Provided data:
■ ■ ■ ■ ■
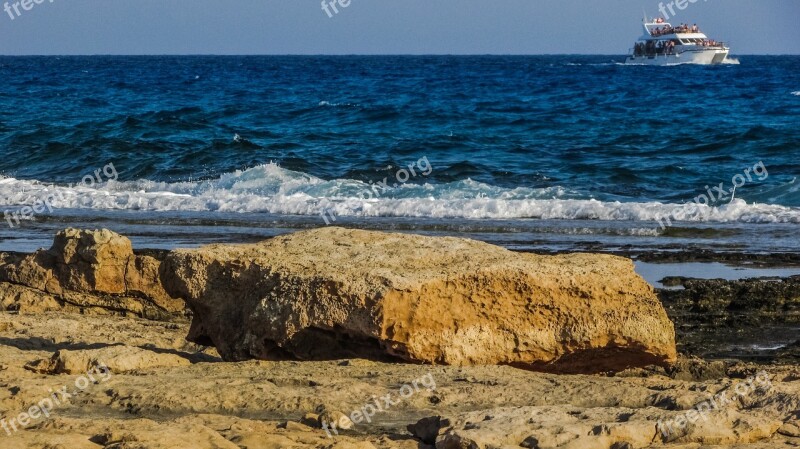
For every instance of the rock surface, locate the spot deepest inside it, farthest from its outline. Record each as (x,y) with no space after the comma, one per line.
(336,292)
(256,404)
(116,359)
(92,272)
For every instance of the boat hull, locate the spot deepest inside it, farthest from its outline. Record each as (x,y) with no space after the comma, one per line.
(703,57)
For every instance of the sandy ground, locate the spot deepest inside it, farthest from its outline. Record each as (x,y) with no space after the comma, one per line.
(184,396)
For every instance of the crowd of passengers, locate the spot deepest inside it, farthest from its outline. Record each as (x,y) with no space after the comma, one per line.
(651,48)
(669,29)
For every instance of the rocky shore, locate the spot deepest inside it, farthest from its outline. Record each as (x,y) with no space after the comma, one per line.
(338,338)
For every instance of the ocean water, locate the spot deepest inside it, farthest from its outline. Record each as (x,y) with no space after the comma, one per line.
(557,152)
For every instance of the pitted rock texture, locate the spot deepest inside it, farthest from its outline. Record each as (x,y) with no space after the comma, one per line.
(93,272)
(334,292)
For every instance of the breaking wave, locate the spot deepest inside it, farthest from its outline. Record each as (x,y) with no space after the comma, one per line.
■ ■ ■ ■ ■
What to produce: Please write out every one of the records above word for word, leaving out the pictures.

Response:
For every instance of the rock surface, locate the spot deepest inside it, farthest from its outline. Record each as (x,y) with no space after the comma, one per line.
(336,292)
(256,404)
(116,359)
(92,272)
For every instance of the boat hull, locate the spot deepest inside it, farthest from its outline. Record each as (x,y) with no space after the comma, one per line.
(703,57)
For every instance of the sandy ground, locate the spot deepest inside it, farthest from its outline. Record each as (x,y) with no space after the comma, one per line.
(184,396)
For every instance of the crowd of passengers, locate the spot deepest inside it, farthest from its outline. Record each as (x,y) with no space after the comma, one per line.
(651,48)
(669,29)
For every instance of the rocky shore, locate the spot deepest inside it, farthest from its outline. Record each as (x,y) with no space after the comma, one per line.
(338,338)
For every instance of the ocean water, locate the spot deepest inside it, farthest from its outline. Record each as (x,y) with no space after the comma, one per line.
(557,152)
For every instance of the pitted rock texture, locate the spot deepest inside it, farthest from its outline. Record each as (x,y) with no space after the comma, one per line.
(93,272)
(334,292)
For every instance of the breaking wave, locate the spot deepest inside it, farthest from its outline. Record each as (x,y) with no space after the comma, one per line.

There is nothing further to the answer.